### What you need to do
Format every line of the items below as a numbered list, omitting any blank lines.

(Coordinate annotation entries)
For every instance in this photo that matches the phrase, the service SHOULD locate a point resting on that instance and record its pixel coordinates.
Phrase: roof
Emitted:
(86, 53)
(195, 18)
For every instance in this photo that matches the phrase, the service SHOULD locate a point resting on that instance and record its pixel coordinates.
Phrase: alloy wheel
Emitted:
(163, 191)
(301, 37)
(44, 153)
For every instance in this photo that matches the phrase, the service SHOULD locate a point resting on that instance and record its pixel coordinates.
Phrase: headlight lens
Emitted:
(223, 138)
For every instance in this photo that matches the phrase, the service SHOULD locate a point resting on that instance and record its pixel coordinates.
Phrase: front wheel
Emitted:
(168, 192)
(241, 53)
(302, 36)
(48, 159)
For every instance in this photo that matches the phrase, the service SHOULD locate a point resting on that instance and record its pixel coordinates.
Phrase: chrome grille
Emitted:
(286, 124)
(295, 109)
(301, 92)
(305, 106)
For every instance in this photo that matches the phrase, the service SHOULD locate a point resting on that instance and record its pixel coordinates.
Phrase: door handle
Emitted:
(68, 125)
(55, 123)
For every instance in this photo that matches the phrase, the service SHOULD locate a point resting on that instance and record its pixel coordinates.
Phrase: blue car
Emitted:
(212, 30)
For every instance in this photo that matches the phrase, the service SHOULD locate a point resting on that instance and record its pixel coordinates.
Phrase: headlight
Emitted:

### In response
1. For every instance in this photo that matches the phrase, the service SHOULD locate a point resting on that instance and record its pixel coordinates.
2. Phrase: roof
3. Emitted:
4. (86, 53)
5. (195, 18)
6. For every instance in this photo that matches the phrase, the service SHOULD locate a point resting on that instance and record its pixel coordinates.
7. Phrase: alloy wheel
8. Emitted:
9. (163, 191)
10. (301, 37)
11. (44, 153)
12. For every instance in this photo that matches the phrase, the service SHOULD locate a point resting on that instance and record its pixel coordinates.
13. Phrase: headlight lens
14. Emitted:
15. (223, 138)
16. For every instance in this photo that matches the phrase, the service SHOULD locate a point resting on that instance and record its pixel coordinates.
17. Phrase: front wheel
18. Emitted:
19. (168, 192)
20. (241, 53)
21. (302, 36)
22. (48, 159)
23. For every instance in this photo that matches the phrase, the service SHOULD locate a point resting on that instance and record its pixel coordinates.
24. Phrase: chrome grille
25. Emitted:
26. (286, 124)
27. (295, 109)
28. (301, 92)
29. (305, 106)
30. For every instance in this photo that matches the phrase, the service SHOULD locate a point resting on that instance and record its pixel coordinates.
31. Phrase: door handle
32. Emitted:
33. (68, 125)
34. (55, 123)
35. For every instance in this photo that matches the phrase, the service SHOULD locate a point resting on that instance and record its pixel coordinates.
36. Phrase: blue car
37. Emitted:
38. (212, 30)
39. For every instance in this photo that matches the phrase, the service SHOULD locate a point resting on that instance and record its pixel coordinates.
40. Phrase: headlight
41. Emitted:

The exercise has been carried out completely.